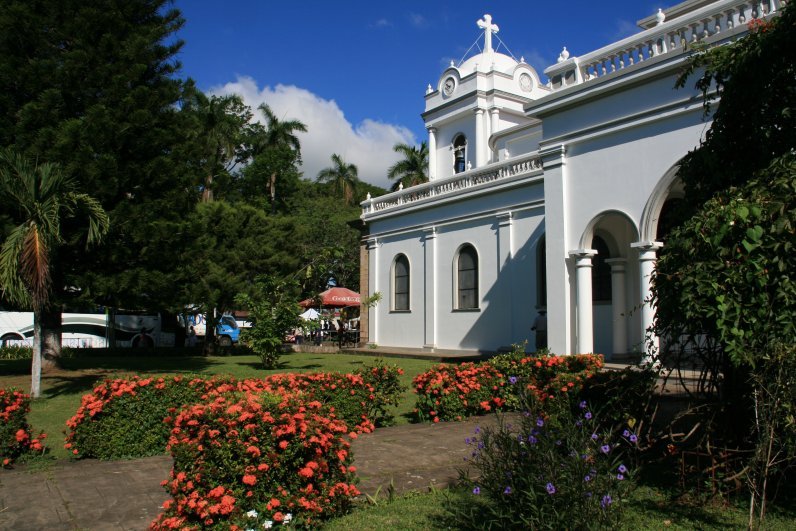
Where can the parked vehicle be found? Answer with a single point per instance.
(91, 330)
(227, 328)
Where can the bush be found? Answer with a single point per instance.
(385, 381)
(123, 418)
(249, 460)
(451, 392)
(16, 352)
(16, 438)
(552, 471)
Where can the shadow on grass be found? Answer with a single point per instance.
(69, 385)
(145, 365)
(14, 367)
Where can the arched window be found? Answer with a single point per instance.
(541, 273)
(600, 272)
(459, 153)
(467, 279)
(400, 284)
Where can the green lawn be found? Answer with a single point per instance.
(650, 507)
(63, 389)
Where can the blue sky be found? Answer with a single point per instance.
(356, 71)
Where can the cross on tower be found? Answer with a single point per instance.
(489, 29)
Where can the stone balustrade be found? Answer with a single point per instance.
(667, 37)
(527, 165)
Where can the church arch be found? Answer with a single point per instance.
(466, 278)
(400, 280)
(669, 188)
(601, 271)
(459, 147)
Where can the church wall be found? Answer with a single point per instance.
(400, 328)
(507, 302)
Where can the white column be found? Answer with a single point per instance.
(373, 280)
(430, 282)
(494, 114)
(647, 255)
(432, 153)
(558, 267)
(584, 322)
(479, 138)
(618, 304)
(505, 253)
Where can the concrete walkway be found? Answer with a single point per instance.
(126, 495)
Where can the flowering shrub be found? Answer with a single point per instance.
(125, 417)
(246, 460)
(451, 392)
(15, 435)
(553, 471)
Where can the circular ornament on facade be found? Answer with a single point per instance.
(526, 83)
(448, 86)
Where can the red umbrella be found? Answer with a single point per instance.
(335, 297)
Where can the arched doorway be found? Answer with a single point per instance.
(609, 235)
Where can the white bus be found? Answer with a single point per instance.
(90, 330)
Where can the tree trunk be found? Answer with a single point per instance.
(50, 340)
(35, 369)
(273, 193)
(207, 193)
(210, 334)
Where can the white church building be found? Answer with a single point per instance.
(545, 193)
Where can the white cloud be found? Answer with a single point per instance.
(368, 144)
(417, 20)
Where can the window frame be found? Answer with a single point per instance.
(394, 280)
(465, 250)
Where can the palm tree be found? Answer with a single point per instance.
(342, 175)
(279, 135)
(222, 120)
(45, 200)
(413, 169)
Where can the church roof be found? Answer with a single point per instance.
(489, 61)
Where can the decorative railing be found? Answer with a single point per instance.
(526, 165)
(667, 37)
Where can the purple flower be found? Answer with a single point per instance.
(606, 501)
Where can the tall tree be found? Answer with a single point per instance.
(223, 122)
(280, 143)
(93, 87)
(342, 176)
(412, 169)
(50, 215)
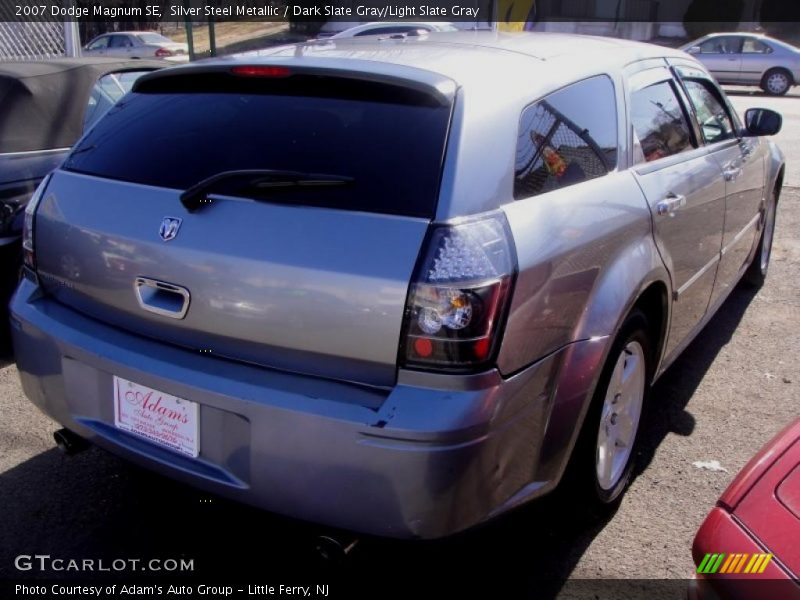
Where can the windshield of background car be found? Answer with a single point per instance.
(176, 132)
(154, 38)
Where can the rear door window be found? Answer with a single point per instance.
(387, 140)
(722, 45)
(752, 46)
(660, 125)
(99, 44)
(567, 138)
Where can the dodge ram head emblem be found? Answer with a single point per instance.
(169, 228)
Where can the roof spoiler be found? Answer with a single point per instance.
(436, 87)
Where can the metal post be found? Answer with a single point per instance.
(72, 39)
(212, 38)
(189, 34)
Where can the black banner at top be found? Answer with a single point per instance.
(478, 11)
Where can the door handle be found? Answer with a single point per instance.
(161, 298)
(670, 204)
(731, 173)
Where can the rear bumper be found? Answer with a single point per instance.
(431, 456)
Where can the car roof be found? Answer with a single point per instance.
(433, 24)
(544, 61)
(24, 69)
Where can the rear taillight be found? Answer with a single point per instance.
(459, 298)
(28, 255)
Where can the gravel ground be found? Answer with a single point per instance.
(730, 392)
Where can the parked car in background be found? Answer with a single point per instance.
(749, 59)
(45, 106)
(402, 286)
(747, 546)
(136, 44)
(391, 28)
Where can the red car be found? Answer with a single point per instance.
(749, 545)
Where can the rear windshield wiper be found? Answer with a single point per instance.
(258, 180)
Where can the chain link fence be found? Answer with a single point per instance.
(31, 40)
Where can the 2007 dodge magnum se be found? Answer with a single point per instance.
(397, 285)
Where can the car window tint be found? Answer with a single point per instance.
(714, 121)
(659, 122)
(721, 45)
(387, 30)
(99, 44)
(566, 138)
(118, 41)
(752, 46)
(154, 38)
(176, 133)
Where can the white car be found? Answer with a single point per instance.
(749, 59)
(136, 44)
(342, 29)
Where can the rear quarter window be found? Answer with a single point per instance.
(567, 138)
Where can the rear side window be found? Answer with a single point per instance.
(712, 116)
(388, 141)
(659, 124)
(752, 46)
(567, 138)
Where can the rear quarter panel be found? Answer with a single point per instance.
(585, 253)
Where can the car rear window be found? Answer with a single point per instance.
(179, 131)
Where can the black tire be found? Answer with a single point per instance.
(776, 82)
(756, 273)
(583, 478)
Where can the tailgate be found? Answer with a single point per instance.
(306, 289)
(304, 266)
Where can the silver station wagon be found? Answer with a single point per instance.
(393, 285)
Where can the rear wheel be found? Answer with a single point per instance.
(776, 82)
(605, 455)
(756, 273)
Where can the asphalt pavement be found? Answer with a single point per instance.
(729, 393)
——
Print nothing but the lines from the line with "Where can the rear quarter window" to the last line of the records above. Both of those lines count.

SOLUTION.
Where can the rear quarter window be found? Answer with a single point per instance.
(567, 138)
Where can the rear side window be found? Answer with a single point per instance.
(712, 116)
(388, 141)
(659, 124)
(752, 46)
(567, 138)
Where can the rear quarter panel be found? Answer with a single point per instance.
(585, 253)
Where can the car rear window be found? Answer with a single point per instance.
(179, 131)
Where can the black tire be found? Answer with a single point per instance.
(776, 82)
(756, 273)
(583, 478)
Where can the tailgate be found? Answer with a single point per instance.
(306, 289)
(304, 266)
Where can the silver station wagon be found? Answer with a single point per instance.
(393, 285)
Where can the rear wheel be found? Answer with a single point per instance.
(776, 82)
(605, 455)
(756, 273)
Where can the asphalt pavement be found? Answer with a single point per instance.
(729, 393)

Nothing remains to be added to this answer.